**Directions:**
Scan the entries below for "rock" and copy each line that holds it.

**Given data:**
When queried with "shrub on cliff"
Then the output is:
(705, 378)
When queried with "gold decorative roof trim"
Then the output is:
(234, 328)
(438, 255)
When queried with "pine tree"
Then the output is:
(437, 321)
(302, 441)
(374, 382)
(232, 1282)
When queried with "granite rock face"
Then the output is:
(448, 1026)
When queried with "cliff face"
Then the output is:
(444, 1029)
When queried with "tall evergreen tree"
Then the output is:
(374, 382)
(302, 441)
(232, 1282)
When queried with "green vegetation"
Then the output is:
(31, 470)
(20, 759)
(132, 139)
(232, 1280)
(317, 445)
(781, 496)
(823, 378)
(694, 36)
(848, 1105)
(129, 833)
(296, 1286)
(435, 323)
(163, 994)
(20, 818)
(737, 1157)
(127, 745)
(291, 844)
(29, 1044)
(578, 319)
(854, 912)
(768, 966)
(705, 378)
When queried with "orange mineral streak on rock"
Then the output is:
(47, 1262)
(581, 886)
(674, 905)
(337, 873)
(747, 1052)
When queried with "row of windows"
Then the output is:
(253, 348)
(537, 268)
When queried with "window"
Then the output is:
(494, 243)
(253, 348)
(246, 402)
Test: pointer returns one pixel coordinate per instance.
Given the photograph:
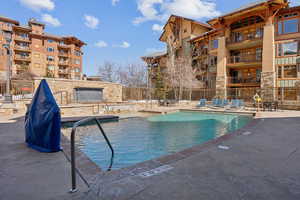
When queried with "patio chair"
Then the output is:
(235, 103)
(202, 103)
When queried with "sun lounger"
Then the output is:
(202, 103)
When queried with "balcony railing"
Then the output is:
(63, 62)
(6, 27)
(237, 80)
(200, 52)
(22, 48)
(22, 57)
(244, 37)
(249, 58)
(65, 54)
(17, 37)
(63, 71)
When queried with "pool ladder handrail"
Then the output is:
(73, 165)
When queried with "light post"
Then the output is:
(8, 96)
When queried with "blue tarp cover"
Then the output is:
(42, 121)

**Completed task:**
When queried with "granite rock face"
When queried with "orange mineral streak on rock"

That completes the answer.